> [The problem]
Render the lines of the entries as a numbered list, beginning with the line containing "brown leather bag" and running through the last line of the entries, both ends included. Leave out blank lines.

********************

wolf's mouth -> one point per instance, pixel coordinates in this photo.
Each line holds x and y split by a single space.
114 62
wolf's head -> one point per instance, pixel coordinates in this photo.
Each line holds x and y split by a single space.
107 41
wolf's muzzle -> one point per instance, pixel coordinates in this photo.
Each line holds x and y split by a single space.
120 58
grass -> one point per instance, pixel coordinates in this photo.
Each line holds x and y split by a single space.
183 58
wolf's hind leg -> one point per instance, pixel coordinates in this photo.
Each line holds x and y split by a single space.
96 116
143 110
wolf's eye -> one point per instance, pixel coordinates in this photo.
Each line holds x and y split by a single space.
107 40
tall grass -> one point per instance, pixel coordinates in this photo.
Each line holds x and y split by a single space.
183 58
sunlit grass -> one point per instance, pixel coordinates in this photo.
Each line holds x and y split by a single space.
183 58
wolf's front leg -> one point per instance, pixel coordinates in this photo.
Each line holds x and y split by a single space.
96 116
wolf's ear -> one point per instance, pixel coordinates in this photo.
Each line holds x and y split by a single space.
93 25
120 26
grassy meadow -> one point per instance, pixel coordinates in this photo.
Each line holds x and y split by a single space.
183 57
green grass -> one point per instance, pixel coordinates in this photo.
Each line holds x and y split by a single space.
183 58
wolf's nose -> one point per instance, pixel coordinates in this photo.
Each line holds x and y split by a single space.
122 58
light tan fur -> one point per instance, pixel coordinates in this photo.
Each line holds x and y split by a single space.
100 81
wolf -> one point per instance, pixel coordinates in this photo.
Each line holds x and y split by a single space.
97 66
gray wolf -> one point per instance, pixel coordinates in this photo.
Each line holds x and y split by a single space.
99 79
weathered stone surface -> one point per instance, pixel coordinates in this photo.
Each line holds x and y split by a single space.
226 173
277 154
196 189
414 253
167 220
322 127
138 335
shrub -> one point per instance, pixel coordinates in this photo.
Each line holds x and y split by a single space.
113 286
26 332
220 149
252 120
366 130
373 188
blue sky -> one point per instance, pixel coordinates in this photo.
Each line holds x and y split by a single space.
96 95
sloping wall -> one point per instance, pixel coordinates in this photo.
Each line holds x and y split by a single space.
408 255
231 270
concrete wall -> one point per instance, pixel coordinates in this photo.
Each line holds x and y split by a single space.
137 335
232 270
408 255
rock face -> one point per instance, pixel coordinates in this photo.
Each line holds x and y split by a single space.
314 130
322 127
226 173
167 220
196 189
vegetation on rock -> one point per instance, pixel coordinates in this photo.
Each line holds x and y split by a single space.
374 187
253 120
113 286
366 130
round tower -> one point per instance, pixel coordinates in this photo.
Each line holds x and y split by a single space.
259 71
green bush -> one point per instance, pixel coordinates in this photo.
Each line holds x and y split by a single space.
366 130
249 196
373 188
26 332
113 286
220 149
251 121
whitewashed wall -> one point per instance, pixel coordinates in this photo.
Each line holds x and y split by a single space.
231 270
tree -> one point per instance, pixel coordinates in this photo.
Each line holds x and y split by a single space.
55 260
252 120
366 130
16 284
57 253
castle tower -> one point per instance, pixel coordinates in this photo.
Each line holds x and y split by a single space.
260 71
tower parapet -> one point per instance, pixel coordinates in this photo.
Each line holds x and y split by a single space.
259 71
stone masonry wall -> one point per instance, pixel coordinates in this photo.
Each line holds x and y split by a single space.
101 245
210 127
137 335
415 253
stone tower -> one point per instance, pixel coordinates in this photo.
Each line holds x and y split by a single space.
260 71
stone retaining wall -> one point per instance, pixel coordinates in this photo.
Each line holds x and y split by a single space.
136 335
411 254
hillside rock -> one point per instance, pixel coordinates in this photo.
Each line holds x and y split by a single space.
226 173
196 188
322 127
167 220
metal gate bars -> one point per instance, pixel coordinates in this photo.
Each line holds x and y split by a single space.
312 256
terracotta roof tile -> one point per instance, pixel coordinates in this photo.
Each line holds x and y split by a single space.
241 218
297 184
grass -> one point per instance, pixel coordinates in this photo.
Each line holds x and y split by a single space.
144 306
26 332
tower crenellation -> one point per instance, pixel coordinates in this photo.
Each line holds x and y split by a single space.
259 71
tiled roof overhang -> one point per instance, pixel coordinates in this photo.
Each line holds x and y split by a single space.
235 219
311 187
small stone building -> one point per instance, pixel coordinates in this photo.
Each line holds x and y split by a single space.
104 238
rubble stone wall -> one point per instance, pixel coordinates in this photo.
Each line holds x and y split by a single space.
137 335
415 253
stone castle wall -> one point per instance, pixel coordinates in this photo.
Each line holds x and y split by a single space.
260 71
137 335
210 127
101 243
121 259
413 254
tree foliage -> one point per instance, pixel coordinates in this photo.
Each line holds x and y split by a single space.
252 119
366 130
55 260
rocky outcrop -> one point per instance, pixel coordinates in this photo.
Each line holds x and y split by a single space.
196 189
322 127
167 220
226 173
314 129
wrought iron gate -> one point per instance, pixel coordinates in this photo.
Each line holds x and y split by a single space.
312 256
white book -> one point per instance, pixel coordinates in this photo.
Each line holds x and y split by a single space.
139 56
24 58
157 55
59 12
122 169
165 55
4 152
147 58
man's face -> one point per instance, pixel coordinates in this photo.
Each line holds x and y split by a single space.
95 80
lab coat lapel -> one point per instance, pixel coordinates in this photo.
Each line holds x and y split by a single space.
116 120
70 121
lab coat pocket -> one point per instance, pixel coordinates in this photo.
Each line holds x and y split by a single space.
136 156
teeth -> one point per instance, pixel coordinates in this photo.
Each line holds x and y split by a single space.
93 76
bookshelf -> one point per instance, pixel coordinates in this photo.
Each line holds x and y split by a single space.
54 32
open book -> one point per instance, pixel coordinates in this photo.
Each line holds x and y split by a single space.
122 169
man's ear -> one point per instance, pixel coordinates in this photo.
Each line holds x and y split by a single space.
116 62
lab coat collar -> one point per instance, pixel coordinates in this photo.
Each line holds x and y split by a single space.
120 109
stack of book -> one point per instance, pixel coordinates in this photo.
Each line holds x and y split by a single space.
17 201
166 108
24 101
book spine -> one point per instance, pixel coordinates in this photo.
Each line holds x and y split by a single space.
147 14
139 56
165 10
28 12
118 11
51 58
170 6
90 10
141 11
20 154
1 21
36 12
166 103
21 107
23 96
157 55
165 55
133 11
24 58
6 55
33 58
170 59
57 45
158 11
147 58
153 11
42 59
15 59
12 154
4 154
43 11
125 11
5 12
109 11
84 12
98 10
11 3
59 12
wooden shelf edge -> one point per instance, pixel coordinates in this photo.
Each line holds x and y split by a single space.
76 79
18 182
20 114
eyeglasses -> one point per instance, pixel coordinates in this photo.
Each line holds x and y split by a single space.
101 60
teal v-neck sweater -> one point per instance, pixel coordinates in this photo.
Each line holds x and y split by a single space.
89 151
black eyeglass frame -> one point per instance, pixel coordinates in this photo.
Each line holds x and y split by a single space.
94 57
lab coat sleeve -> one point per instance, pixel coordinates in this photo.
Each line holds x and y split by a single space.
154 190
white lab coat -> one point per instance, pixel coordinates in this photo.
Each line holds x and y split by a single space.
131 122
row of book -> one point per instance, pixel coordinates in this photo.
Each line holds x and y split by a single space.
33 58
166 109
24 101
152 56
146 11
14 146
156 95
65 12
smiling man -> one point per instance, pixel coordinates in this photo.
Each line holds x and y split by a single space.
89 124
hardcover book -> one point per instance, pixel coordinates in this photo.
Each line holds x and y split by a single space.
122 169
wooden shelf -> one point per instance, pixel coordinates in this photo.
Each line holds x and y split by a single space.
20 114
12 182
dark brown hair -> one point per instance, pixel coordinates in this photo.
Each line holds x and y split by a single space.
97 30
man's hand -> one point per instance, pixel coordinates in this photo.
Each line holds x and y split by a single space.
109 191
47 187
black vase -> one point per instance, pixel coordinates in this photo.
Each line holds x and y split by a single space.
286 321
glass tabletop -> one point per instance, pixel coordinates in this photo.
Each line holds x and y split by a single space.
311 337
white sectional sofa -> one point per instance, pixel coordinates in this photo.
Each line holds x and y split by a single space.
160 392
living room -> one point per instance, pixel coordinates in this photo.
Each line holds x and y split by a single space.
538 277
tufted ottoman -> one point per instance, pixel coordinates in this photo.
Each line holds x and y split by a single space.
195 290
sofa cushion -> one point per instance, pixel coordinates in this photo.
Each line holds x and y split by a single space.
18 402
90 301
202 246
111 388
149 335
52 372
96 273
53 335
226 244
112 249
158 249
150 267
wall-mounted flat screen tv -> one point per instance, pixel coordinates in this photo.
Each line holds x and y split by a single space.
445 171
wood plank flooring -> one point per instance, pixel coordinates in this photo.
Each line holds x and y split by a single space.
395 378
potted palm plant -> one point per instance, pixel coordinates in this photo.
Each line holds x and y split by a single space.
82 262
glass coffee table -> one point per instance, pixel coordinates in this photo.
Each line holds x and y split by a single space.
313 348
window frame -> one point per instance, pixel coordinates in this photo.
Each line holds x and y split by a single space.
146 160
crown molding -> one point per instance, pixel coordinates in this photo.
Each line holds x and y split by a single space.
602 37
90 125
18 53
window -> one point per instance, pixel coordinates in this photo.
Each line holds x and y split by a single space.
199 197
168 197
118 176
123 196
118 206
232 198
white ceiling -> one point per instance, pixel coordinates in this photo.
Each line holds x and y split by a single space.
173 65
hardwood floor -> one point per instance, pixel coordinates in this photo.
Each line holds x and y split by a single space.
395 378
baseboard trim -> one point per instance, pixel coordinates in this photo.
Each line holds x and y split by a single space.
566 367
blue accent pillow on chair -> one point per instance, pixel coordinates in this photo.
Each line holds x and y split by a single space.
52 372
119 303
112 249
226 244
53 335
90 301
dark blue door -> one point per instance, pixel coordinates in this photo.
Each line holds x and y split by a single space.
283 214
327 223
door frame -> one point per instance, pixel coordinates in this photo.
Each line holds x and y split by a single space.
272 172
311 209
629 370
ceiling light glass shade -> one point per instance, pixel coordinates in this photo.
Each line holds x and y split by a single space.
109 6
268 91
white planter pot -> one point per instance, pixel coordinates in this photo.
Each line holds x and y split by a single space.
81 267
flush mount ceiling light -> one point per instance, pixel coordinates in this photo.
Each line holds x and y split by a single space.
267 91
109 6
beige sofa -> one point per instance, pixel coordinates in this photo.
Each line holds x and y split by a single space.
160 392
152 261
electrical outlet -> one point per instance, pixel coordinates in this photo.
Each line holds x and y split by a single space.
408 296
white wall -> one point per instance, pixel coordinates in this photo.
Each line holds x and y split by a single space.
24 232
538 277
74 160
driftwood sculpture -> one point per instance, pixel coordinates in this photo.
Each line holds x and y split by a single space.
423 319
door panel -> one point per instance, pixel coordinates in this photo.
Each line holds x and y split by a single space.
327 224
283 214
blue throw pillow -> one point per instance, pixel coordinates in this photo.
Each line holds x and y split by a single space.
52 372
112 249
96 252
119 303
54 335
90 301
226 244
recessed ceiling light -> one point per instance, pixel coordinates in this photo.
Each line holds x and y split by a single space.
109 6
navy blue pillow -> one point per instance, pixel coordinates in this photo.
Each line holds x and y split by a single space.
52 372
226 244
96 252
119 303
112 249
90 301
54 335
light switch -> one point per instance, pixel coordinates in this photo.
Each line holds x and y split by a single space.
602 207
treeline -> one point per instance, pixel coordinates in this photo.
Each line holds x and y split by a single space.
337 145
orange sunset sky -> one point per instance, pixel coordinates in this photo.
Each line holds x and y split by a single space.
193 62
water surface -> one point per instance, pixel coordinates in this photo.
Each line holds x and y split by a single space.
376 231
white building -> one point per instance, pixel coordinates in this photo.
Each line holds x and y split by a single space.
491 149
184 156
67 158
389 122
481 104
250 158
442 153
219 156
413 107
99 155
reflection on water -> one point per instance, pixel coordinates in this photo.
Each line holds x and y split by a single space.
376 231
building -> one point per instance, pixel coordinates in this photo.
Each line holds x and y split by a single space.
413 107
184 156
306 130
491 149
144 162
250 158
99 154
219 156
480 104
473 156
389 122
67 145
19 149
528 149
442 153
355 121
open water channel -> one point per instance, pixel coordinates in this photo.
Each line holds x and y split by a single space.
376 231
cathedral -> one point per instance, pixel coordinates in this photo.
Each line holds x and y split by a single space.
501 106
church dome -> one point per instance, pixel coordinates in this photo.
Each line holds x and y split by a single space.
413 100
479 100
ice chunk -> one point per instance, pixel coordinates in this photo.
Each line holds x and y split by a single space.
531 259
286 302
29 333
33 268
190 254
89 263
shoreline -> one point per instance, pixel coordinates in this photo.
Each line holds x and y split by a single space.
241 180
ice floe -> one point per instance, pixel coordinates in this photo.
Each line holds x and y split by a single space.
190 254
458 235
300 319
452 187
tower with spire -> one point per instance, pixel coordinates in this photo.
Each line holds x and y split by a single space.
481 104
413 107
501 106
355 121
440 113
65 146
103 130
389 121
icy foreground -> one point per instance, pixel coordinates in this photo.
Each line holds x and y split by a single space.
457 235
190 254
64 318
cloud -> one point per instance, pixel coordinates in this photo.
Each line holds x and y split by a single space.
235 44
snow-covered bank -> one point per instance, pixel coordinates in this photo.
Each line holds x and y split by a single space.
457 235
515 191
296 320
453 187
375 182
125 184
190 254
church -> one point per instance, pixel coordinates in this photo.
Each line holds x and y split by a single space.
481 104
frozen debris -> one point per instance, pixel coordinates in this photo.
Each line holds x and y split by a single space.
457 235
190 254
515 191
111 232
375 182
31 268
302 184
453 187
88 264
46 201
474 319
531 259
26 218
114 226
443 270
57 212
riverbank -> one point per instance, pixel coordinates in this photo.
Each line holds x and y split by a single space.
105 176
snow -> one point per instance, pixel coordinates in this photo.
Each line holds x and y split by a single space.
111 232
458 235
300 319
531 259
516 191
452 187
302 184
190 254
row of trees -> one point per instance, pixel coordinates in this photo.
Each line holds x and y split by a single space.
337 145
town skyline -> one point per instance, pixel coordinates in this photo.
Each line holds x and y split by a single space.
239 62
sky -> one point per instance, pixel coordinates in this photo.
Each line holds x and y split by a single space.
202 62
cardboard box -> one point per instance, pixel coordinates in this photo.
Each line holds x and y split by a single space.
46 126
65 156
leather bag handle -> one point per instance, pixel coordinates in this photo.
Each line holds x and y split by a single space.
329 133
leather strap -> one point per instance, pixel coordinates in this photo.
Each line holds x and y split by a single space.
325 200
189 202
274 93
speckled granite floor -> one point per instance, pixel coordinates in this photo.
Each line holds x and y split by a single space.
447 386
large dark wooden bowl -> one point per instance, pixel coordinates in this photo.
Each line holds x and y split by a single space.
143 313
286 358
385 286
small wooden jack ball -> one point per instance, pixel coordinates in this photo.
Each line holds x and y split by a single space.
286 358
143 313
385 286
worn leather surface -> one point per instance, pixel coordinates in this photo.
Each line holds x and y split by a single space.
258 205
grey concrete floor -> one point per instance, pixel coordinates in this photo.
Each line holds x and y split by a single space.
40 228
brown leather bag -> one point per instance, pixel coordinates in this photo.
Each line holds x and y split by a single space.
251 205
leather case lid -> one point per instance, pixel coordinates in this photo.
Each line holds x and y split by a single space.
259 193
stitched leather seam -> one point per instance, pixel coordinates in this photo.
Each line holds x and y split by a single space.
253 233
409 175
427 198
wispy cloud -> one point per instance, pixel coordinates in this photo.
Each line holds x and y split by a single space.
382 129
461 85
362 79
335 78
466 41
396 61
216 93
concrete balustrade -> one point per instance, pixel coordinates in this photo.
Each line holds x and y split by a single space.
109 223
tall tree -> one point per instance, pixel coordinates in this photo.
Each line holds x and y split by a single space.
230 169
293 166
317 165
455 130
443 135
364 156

********************

> [Written answer]
1. brown leather bag -> one point per instance, pixel coordinates in this photo.
2. Each line holds x and y split by a single space.
3. 251 205
4. leather case lid -> one point per instance, pixel coordinates in this photo.
5. Each line holds x and y split by a single space.
6. 259 193
7. stitched leather seam -> one point per instance, pixel coordinates in this photo.
8. Each line holds x and y split by a single space.
9. 253 233
10. 409 175
11. 427 198
12. wispy cloud -> one point per instance, pixel coordinates in this photo.
13. Each line holds x and y split by a single space.
14. 382 129
15. 461 85
16. 362 79
17. 335 78
18. 466 41
19. 396 61
20. 216 93
21. concrete balustrade -> one point per instance, pixel coordinates in this photo.
22. Each line holds x and y split by a single space.
23. 109 223
24. tall tree -> one point per instance, pixel coordinates in this photo.
25. Each line holds x and y split by a single space.
26. 230 169
27. 293 166
28. 317 165
29. 455 130
30. 443 135
31. 364 156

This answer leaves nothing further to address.